[Start of Attachment]

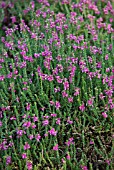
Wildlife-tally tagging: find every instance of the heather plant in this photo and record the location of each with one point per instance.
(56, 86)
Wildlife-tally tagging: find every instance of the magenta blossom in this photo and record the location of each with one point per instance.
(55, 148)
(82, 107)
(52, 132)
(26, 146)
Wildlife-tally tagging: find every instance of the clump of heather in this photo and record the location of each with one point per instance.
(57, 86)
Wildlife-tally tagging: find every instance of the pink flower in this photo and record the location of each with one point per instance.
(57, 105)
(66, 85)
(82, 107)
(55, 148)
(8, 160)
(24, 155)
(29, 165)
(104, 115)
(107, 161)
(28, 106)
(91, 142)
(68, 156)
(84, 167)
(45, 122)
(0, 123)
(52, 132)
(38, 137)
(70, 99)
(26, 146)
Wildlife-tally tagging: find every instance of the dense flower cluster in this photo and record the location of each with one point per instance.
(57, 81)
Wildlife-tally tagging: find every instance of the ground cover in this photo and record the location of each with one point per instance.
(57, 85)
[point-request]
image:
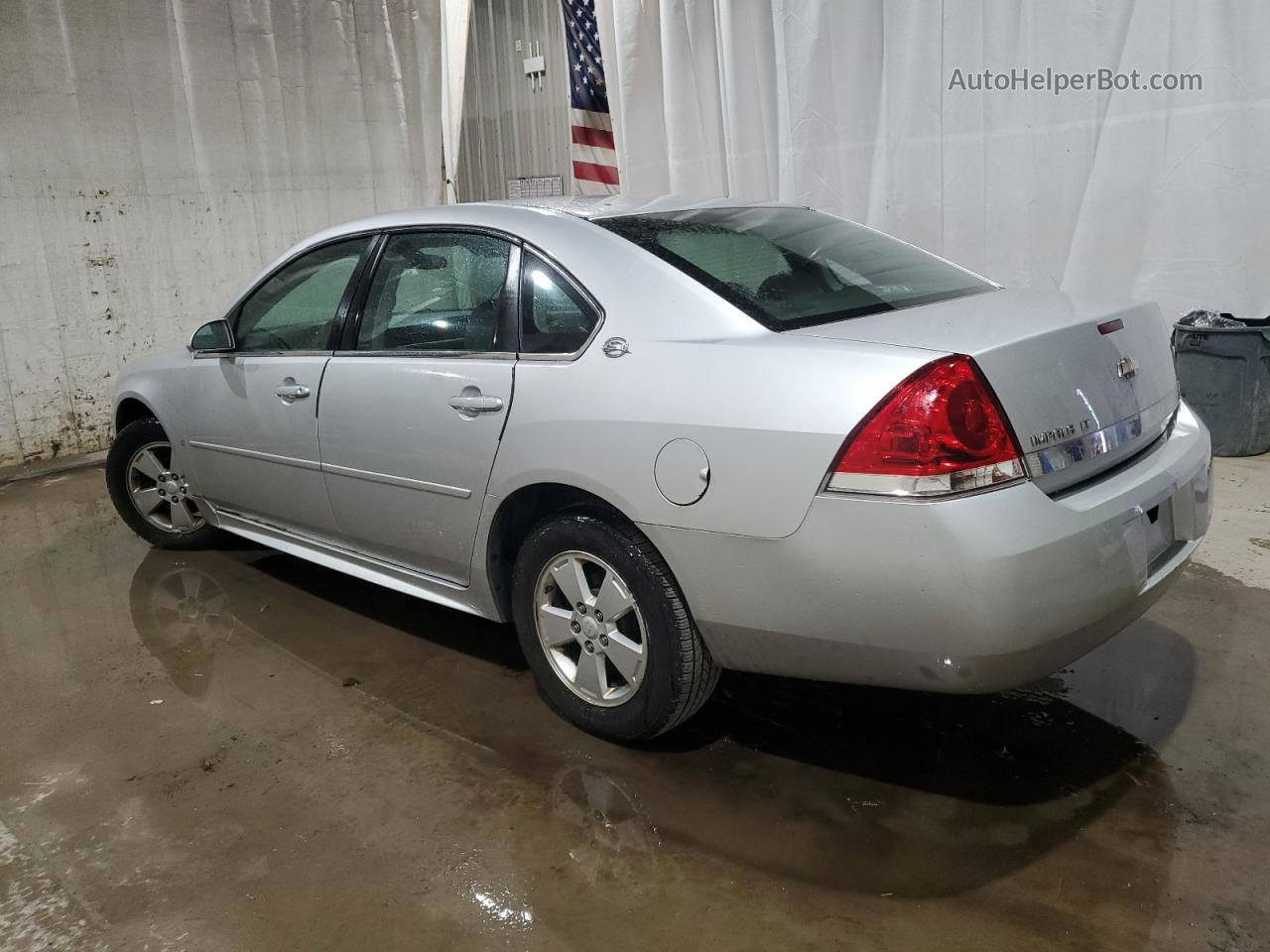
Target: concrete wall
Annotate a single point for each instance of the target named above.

[End of Attachment]

- [YOUR TASK] Reproduce the lines of the data that run from the one containing "[point-request]" to the final line, both included, exactly as they appear and without the pictures.

- [RESPONSE BELOW]
[point-request]
image:
Target: concrete wall
Annotate a single point for each instance of the target named above.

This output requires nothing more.